§ **Data for review**:
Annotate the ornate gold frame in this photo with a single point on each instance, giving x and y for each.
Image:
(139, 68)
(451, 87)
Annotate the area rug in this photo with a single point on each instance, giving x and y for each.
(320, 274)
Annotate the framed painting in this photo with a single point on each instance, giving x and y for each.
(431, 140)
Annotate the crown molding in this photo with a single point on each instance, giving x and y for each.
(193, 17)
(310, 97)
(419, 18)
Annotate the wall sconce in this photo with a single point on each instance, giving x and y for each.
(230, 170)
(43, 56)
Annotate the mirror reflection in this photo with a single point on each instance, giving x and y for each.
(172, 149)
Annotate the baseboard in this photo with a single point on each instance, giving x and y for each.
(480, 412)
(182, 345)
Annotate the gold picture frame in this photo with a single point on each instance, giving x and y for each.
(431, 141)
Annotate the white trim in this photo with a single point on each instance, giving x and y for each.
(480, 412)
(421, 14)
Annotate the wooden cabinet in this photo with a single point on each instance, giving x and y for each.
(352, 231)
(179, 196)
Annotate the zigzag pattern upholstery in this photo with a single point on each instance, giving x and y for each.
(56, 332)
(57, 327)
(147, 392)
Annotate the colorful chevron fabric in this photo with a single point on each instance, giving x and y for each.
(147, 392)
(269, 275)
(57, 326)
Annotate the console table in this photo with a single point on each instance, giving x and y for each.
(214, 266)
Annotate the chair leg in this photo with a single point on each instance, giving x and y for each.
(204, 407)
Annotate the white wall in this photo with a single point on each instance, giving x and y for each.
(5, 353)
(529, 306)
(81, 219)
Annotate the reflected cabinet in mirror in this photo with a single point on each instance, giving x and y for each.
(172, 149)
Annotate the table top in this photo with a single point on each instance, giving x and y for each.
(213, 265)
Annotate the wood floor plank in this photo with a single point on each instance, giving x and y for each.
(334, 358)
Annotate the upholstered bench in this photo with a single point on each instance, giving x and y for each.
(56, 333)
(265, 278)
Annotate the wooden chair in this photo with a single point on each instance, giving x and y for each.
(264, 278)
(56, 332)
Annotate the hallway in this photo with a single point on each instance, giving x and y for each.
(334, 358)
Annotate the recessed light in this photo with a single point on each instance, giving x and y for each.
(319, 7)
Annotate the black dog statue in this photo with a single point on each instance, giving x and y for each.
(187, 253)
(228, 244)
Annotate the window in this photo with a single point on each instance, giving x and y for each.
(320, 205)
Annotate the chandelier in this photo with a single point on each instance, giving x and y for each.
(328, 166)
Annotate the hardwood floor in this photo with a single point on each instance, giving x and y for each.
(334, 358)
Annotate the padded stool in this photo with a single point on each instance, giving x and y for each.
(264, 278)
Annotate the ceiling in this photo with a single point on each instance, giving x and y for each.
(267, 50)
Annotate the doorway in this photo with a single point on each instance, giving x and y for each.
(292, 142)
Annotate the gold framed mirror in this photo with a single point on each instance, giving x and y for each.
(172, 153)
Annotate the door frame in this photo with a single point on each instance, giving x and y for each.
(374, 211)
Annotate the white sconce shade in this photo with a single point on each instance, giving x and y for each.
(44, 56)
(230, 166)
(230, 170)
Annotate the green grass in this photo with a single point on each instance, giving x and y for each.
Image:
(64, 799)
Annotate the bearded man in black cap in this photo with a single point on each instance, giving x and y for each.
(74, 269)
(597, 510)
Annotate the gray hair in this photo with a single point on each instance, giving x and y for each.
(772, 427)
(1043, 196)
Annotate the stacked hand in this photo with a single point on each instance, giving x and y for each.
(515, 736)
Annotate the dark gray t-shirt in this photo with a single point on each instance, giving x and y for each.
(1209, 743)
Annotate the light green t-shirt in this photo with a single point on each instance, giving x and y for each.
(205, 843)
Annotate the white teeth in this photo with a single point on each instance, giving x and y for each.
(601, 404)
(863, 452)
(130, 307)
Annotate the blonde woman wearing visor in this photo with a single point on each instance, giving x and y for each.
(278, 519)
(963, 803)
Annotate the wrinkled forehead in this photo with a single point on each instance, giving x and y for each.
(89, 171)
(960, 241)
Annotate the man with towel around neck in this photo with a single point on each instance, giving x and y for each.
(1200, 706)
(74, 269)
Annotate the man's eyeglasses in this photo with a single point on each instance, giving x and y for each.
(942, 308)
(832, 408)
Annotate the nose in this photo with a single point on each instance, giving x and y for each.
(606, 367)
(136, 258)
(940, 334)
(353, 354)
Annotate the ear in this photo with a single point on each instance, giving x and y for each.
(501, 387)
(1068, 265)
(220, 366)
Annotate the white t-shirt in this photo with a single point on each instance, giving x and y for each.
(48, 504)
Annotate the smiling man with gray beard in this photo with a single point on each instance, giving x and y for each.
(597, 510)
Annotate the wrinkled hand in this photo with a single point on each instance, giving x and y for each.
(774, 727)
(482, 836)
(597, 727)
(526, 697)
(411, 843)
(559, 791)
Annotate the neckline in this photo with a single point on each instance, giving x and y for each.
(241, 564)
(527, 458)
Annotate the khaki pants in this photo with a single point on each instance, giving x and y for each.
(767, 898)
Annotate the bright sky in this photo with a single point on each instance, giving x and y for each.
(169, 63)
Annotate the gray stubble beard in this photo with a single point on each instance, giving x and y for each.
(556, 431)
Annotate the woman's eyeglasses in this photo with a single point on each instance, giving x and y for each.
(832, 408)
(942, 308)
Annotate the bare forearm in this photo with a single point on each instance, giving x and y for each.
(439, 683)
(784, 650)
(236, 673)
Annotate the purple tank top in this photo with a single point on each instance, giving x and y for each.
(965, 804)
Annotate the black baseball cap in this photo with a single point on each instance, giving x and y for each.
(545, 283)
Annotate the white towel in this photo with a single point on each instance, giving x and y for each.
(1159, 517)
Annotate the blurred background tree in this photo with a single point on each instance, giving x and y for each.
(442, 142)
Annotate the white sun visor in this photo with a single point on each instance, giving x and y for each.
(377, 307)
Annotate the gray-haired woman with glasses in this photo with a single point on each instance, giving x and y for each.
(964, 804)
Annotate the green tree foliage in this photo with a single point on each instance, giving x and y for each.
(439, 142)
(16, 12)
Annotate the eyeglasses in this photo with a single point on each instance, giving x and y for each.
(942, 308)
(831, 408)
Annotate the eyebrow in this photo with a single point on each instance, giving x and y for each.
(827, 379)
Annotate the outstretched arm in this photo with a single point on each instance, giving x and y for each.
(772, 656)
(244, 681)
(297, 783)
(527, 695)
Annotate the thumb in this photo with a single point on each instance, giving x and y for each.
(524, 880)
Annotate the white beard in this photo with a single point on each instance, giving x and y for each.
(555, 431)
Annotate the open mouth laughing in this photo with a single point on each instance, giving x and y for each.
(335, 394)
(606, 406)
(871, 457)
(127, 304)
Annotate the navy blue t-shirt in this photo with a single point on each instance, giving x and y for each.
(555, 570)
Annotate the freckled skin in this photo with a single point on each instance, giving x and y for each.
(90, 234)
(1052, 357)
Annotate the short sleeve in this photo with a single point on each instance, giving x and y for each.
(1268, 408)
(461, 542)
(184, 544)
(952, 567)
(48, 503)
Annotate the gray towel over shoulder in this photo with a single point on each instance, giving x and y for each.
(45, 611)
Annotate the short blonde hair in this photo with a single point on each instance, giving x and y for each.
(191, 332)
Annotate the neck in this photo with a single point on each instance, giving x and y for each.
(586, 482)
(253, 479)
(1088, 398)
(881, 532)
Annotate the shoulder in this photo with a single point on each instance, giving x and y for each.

§ **Assignment**: Print out the data exactly once more.

§ **Result**:
Annotate the ornate gold frame in this photo with a single point on each instance, giving x and y for each.
Image:
(139, 68)
(451, 87)
Annotate the area rug in this photo with a single point on each instance, giving x and y for each.
(320, 274)
Annotate the framed painting in this photo with a single point on each instance, giving x and y for each.
(431, 140)
Annotate the crown molding in this photo with a single point on each instance, giving x and y for each.
(193, 17)
(310, 97)
(419, 18)
Annotate the wall sconce in this photo with a single point on each instance, giving x and y for each.
(230, 170)
(43, 56)
Annotate the mirror reflection in this photo with a single point on each instance, giving x and y for each.
(172, 149)
Annotate the baseboard in this photo with a single point on each instance, giving x and y for each.
(480, 412)
(182, 345)
Annotate the gold picture frame in this photo with a single point on each instance, giving x and y for each.
(431, 141)
Annotate the white trim in this photo with a single point on each instance, giving x and y for each.
(480, 412)
(421, 14)
Annotate the wooden cabinet in this photo with a single point on each instance, giving x and y for each.
(352, 231)
(179, 196)
Annotate the zigzag pattern upholstery in this photo with a single point on each instance, giving x and y for each.
(56, 332)
(57, 327)
(147, 392)
Annotate the colorful chevron fabric in this photo with a single point on each instance, giving x and y for each.
(147, 392)
(269, 275)
(57, 326)
Annotate the console table in this photo with a single point on each instance, giving x and y for each.
(214, 266)
Annotate the chair leg in this photo with a single point on each instance, giving x and y for each.
(204, 407)
Annotate the white wall in this photo with a single point on each instance, giving x and y for each.
(5, 353)
(529, 306)
(81, 219)
Annotate the reflected cabinet in mirror in this photo with a single point on each instance, giving x and y for each.
(172, 149)
Annotate the table top in this photo with a single point on each instance, giving x and y for each.
(213, 265)
Annotate the wood floor plank in this photo with a single point on each instance, giving x and y for each.
(334, 358)
Annotate the upholstered bench in this photo with a single point on each instance, giving x and y for each.
(56, 333)
(265, 278)
Annotate the wooden chair in this photo with a single point on each instance, giving x and y for each.
(264, 278)
(56, 332)
Annotate the hallway in this photo with a single point on each instance, giving x and y for each.
(334, 358)
Annotate the recessed light in this photo with a single point on each instance, giving x and y for each.
(319, 7)
Annotate the black dog statue in this photo with a single point on each instance, giving x and y for each.
(187, 253)
(228, 244)
Annotate the window in this photo with a single point on each instance, giving x and y for each.
(320, 205)
Annotate the chandelier in this photo with a single point on each instance, giving x and y for each.
(328, 166)
Annotate the hardwood floor in this photo with a single point on each instance, giving x and y for each.
(334, 358)
Annotate the padded stool in this photo with a single point on each instance, giving x and y for each.
(264, 278)
Annotate the ceiling in this photo with a single point on each instance, giving x and y for each.
(267, 50)
Annotate the doorway in this photo with a single point on each instance, giving x and y for each.
(292, 142)
Annotate the gold framed mirror in this photo with a single point on each instance, giving x and y for each.
(172, 153)
Annotate the door frame in this photo with a single point on each instance, giving x and y for each.
(374, 211)
Annotate the white sconce shade in this photo with a single point on each instance, giving x and y for each.
(44, 56)
(230, 166)
(230, 170)
Annotate the green grass in this photo with a single point on each instance, giving x and y for each.
Image:
(64, 799)
Annotate the bearded man in black cap in this photo with a single point on each instance, giving x and y for each.
(74, 269)
(597, 510)
Annotate the gray hair in this photo with a single point on each instance, giving x and y for each.
(772, 427)
(1043, 196)
Annotate the stacked hand in this photo with a single point on each instance, giving x and y for each.
(515, 736)
Annotate the dark gray t-shirt in this photo with a single point on each instance, giving x and y for each.
(1209, 743)
Annotate the light green t-shirt in this photo with a single point on each instance, giving x and y for each.
(205, 843)
Annotate the white teeth in this photo with a single point on each instance, giving x and y for each.
(601, 404)
(863, 452)
(130, 307)
Annotate the blonde woman wearing visor in this photo with a single point on each instance, giving x and y for each.
(278, 519)
(963, 803)
Annotate the wrinkled forehead in this photo with a single point on each instance, giving x and y for each.
(89, 171)
(960, 241)
Annotate the man with towel around neck in this photo with a single point on each instance, giving x and y for each.
(1200, 706)
(74, 269)
Annotate the man's eyeglasses in this photo with a single point on each instance, giving x and y for each.
(942, 308)
(832, 408)
Annotate the nose in this photo with a single point on each instance, giving x and y for each.
(606, 367)
(136, 258)
(940, 334)
(353, 354)
Annotate the ear in this photo with a single point on each instance, giving x and y for each.
(501, 387)
(1068, 265)
(220, 366)
Annotate the white t-shirt in this photo with a single point on each instance, giving x and y for each.
(48, 504)
Annotate the smiling man with gray beard in this photo with a single point on each instance, giving x and y for each.
(597, 510)
Annotate the wrinkled hand in this photo with a single point on each instance, giving x and y for each.
(774, 727)
(482, 836)
(597, 727)
(526, 697)
(411, 843)
(559, 791)
Annotate the neckline in this photo with a single point on each instance, giving x and y for each.
(241, 564)
(527, 458)
Annotate the khaki pants in this photo with a single point on each instance, giving x and y for each.
(767, 898)
Annotate the bright sky in this photo with a single point on each instance, giving x and y for each.
(169, 63)
Annotate the gray stubble beard in this photo with a single point on each instance, giving x and y for each.
(556, 431)
Annotate the woman's eyeglasses in this photo with a single point on each instance, giving x and y for each.
(832, 408)
(942, 308)
Annotate the bare forearm in this photo with a single point on each instance, giving x and y for each.
(439, 683)
(784, 650)
(236, 673)
Annotate the purple tank top in this photo with a single point on each instance, giving x and y for each.
(965, 804)
Annotate the black baseball cap in this photo with a single point on each instance, giving x and y for each.
(545, 283)
Annotate the white towel in this photo with a single point on each instance, giving x and y for each.
(1159, 517)
Annotate the blurred background tree in this photo with a single point on each instance, giving x and y for each.
(442, 142)
Annotate the white sun visor in this photo with a single point on each instance, giving x and y for each.
(377, 307)
Annotate the gray-haired woman with glasses in this photo with a single point on each instance, giving x and y for each.
(964, 804)
Annotate the green tree foliage in this photo with a single point on each instance, giving x and y for each.
(439, 142)
(16, 12)
Annotate the eyeglasses in this photo with a single point on each instance, giving x and y for each.
(942, 308)
(831, 408)
Annotate the eyebrow in this photo with a single point on each instance, giving x and y for each.
(827, 379)
Annotate the outstretched arm in this photo with a single point on each instance, giving x and y for each.
(772, 656)
(244, 681)
(297, 783)
(527, 695)
Annotate the thumb in this photo with a single point on each instance, giving x and y for each.
(524, 880)
Annotate the white beard in this photo with a single point on each instance, giving x and y for each.
(555, 431)
Annotate the open mouth laughing in this photo with a single point on each instance, giving x and y for each.
(335, 394)
(606, 406)
(871, 457)
(127, 304)
Annotate the navy blue t-shirt in this photo with a single point on each instance, giving x and y for each.
(555, 570)
Annotate the freckled skin in this photo with a single point on each instance, giving x and y for each.
(90, 234)
(1052, 357)
Annotate the short sleeve in this photo with a single point on each instance, giving x and y for each.
(1268, 408)
(461, 542)
(184, 544)
(952, 567)
(48, 503)
Annotate the gray towel over shoulder in this photo with a single point on each instance, giving x and y for each.
(45, 611)
Annotate the short blonde hair in this photo with a single point on each instance, giving x and y for each.
(191, 332)
Annotate the neck in this photo with a single point on each instance, giving x and y for each.
(586, 482)
(253, 479)
(1088, 398)
(881, 532)
Annotate the shoulder in this photo with a single point on each instance, giving x and y for each.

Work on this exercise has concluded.